_GIVEN PASSAGE_.
-- -- --
Lent Sunday 3 (B) (04 Mar 2018)
Homily of Fr. Paul Panaretos, S.J.
True Power
Last month at Loyola House the February 8-day retreat overlapped with Ash Wednesday. On Shrove Tuesday evening spiritual directors and retreatants gathered in chapel for Taizé prayer around the cross. That communal prayer originated in a place in France of the same name. The prayer has a simple shape: the cross rests above the floor before the altar. Candles glimmer on the altar and around the cross; the cross is the heart of the prayer time. Those gathered chant psalms and words inspired by them; listen to scripture; and voice intercessions. Generous silences punctuate the evening and help us focus on the divine love our Messiah’s cross manifests.
The heart and soul of Taizé prayer welcomes people to give Jesus our burdens and allow Jesus to receive them. I find that powerful and most welcome. In the moment I am unaware how much I shoulder in life. During the hour I lost myself as well as my burdens and my sense of time; nor was I aware of others around me. I was aware of Jesus present to me and receiving me and anything I offered. At the gentle close I left with an echo of Jesus’ words: where two or three are gathered…in my name, there am I in the midst of them.1
The presence of Jesus I had not manufactured. It was his self-gift. The gift of his presence also broke the hold historical and chronological time has on me—I lost the sense of time. I wager many of us are held in its grip, too.
Its hold shapes our perceptions: past or present; important or negligible; pertinent or insignificant to us. So with Jesus’ cross: to some it may be a relic of history or of a distant culture. For others a decoration, noble and holy though it may be. Taizé prayer let me appreciate that Jesus’ cross is no decoration. It is a lightening rod: it absorbed me and my burdens; by it Jesus loves us and creates us anew. Truly his cross is power!
-- -- --
_TO-DO LIST_.
1. Could you rewrite the homily's paragraph beginning "Last month at Loyola House" as a short list that keeps its main facts?
2. Will you carry the homily forward from its last sentence with another paragraph or two?
The entries after the homily are separate material.

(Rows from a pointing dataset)
-- -- --
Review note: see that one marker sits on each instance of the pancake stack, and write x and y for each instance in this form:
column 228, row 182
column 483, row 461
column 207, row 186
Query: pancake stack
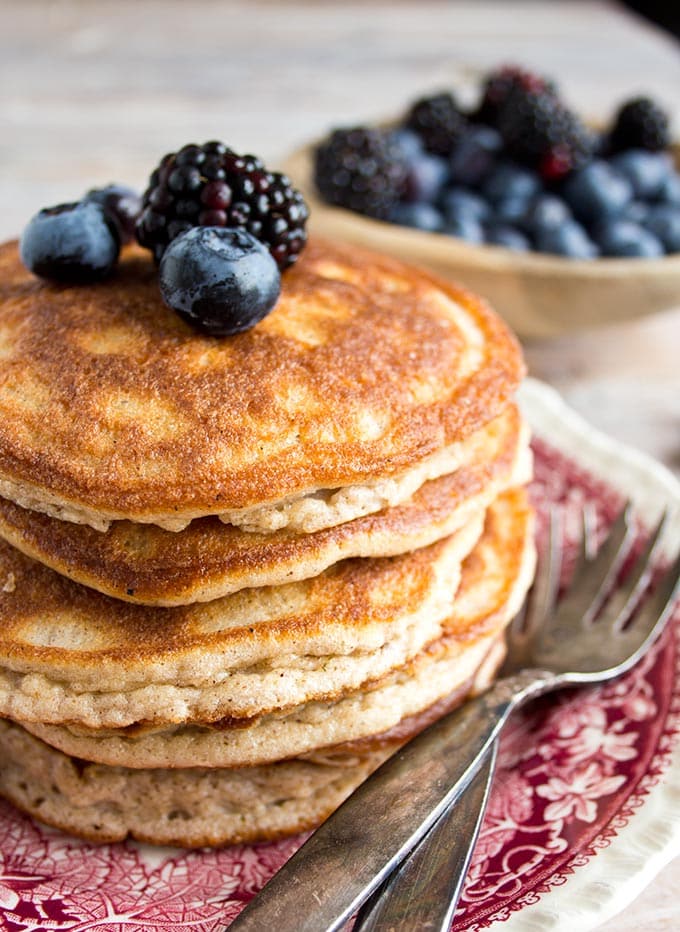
column 236, row 574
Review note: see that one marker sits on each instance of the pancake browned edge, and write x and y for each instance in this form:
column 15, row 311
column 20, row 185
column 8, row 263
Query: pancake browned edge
column 493, row 579
column 112, row 408
column 145, row 564
column 198, row 807
column 209, row 806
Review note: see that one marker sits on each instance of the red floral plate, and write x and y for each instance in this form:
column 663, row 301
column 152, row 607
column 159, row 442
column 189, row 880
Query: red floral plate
column 585, row 808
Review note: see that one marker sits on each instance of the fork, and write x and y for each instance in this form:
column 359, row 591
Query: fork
column 423, row 892
column 350, row 854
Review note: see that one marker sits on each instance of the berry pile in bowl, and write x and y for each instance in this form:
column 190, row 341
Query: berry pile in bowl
column 562, row 226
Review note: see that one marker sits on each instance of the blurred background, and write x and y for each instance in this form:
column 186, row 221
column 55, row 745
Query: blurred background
column 97, row 91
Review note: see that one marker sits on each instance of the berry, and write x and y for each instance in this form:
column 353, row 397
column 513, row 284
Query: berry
column 546, row 212
column 512, row 209
column 421, row 215
column 597, row 191
column 663, row 221
column 457, row 201
column 361, row 169
column 646, row 171
column 510, row 180
column 212, row 186
column 71, row 243
column 466, row 227
column 427, row 175
column 122, row 204
column 539, row 131
column 438, row 122
column 640, row 124
column 618, row 237
column 500, row 83
column 569, row 239
column 503, row 234
column 474, row 155
column 220, row 280
column 670, row 190
column 409, row 142
column 637, row 211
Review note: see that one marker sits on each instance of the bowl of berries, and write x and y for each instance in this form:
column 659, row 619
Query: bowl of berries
column 561, row 225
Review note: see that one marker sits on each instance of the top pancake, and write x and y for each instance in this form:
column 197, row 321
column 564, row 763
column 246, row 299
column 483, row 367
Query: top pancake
column 112, row 408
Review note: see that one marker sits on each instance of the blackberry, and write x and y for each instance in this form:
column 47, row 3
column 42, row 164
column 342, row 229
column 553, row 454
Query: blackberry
column 541, row 132
column 438, row 122
column 210, row 185
column 500, row 83
column 640, row 124
column 361, row 169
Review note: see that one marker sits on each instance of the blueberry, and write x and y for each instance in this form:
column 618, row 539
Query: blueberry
column 512, row 209
column 510, row 180
column 219, row 279
column 474, row 155
column 669, row 192
column 569, row 239
column 624, row 238
column 409, row 142
column 427, row 174
column 122, row 204
column 465, row 227
column 597, row 191
column 500, row 234
column 457, row 201
column 663, row 220
column 646, row 171
column 421, row 216
column 546, row 212
column 71, row 243
column 637, row 211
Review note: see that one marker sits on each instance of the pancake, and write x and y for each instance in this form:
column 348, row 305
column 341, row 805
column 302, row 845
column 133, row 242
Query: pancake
column 111, row 408
column 198, row 807
column 71, row 655
column 495, row 578
column 145, row 564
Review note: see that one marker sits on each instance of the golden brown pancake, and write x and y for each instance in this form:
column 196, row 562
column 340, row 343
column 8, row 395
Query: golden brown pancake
column 495, row 577
column 197, row 806
column 71, row 655
column 146, row 564
column 112, row 408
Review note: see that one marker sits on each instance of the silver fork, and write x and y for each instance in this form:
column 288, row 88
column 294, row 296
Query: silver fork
column 423, row 892
column 350, row 855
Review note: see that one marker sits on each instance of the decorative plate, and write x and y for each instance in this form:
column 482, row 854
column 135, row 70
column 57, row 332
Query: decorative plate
column 540, row 295
column 585, row 808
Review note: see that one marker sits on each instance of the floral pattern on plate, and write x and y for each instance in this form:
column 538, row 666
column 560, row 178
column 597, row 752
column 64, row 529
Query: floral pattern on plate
-- -- --
_THE RESPONSES_.
1.
- Last month at Loyola House, the February 8-day retreat overlapped with Ash Wednesday.
- On Shrove Tuesday evening, spiritual directors and retreatants gathered in chapel for Taizé prayer around the cross.
- This communal prayer began at a place in France named Taizé.
- The cross rests above the floor before the altar, with candles on the altar and around it. The cross is the heart of the prayer.
- Participants chant psalms and words inspired by them, listen to scripture and voice intercessions.
- Generous silences help them focus on the divine love shown by the Messiah's cross.

2.
That was St. Paul’s gospel: we proclaim Christ crucified…Christ the power of God & the wisdom of God; he was a stumbling block to Jews because they reasoned from scripture. It is written: Cursed is anyone whose corpse hangs on tree.2 Jewish believers had to reinterpret scripture according to their experience of risen Jesus: they had experienced his power; he was no failed messiah.
Perhaps we identify more with the Greeks: for them Paul’s gospel was folly not good news. Perhaps like them we wonder, Who would give their lives that way? Yet we give our lives all the time. We give our lives to others in varying degrees. Those moments see us extend selfless love, or at least other-centered, love. At times we wonder how we do it. Although we freely choose to give ourselves more than our power propels us. St. Paul put it this way: I have been crucified with Christ; yet I live, no longer I, but Christ lives in me.3
Jesus is our life: that is true power! True power often registers quietly. Strength; influence; excellence of character; virtue; making significant choices; doing significant actions; moving forward while being misunderstood, ignored or insulted: each is an expression of power.
How might we live true power with Jesus’ cross?This week I learned of a young man who became Catholic 8 years ago. He wears a crucifix for three reasons: remembering; inspiration; accountability. Each is an expression of true power. He wears a crucifix, he wrote, “to remember what true love looks like; to inspire me to take up my cross daily; [so those who see it] will hold me accountable as a christian.”4
Naming ways we live Jesus’ cross is a great Lenten exercise. I re-commend it to you. Consider doing this exercise each day for 15 minutes this week.
- Rest in our triune God.
- Ask St. Paul to present us to Jesus.
- Chat with him: praise Jesus for dying and rising for us; savor Jesus’ selfless love.
- Ask Jesus for grace to appreciate better his cross as his power that recreates us and restores us in his image. Ask that Jesus enlighten us to know better our share now in his power.
- Close saying slowly the Lord’s Prayer. Give us our daily bread not only begs our triune God to give us what we truly need; it also begs God to nourish us with true power: we may need it more than we know.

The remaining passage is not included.